§ Your instructions:
Extract every line of the records below that contains the word "office", copying each such line in full.

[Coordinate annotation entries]
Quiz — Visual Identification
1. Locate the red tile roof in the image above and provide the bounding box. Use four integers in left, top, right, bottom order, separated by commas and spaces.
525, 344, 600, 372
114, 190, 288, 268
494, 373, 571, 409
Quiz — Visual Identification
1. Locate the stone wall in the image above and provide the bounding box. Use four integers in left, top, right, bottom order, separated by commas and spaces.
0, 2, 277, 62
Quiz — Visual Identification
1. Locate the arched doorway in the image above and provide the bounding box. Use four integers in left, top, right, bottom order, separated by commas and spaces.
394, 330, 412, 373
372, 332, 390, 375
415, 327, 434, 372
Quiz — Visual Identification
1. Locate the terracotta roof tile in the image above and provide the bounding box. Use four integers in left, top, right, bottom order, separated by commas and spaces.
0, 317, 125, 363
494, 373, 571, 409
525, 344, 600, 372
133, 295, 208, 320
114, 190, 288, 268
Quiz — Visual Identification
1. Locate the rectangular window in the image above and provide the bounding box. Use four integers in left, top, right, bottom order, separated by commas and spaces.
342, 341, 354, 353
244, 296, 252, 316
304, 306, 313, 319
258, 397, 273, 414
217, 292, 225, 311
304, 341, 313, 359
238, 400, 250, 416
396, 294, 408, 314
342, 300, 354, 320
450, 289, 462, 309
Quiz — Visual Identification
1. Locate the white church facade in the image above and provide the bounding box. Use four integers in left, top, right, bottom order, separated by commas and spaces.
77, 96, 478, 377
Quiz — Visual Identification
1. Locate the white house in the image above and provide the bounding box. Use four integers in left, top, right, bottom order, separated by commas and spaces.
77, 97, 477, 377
* * *
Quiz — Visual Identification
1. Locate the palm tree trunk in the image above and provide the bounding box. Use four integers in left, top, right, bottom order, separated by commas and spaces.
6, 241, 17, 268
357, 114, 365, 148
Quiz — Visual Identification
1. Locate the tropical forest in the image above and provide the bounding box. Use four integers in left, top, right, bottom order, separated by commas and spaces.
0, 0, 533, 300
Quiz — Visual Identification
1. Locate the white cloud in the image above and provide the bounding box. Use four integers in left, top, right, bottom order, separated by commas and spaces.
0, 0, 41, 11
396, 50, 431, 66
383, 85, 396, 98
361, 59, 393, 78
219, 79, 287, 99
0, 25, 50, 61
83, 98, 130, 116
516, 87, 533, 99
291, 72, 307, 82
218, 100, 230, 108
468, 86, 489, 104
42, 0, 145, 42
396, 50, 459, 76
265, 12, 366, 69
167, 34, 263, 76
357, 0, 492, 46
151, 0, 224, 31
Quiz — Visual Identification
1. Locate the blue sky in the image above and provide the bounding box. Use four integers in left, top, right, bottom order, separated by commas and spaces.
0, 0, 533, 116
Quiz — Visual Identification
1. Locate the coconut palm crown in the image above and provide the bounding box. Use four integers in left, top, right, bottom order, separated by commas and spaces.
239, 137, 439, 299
* * *
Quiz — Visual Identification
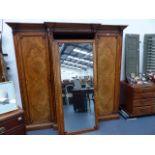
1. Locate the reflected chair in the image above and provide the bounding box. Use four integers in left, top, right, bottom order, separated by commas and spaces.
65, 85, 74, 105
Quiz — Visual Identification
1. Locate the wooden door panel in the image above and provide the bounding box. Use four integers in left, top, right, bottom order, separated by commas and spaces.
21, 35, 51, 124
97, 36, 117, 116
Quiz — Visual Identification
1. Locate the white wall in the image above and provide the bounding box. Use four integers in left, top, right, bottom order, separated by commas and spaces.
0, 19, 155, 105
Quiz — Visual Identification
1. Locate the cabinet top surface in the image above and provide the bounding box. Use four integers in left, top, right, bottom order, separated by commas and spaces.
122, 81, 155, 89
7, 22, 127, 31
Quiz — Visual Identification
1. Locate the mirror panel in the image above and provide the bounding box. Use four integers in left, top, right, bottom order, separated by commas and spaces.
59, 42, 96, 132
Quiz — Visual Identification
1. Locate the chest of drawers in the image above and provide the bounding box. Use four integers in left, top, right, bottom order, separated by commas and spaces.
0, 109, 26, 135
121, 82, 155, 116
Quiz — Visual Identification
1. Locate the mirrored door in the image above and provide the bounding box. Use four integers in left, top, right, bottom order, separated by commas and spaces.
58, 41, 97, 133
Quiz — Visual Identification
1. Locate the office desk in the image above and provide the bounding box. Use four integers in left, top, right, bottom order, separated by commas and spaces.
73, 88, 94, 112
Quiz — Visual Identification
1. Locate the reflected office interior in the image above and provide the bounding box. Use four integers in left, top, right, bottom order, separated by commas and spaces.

§ Full output:
1. Locate the office desk in the image above and provide the bounding box. Use four integers in left, top, right, bottom order, separated by commas and spaces.
1. Locate the reflected office interior in the image above and provide the bounding box. Use four integers in left, top, right, bottom order, separated by commas and spaces.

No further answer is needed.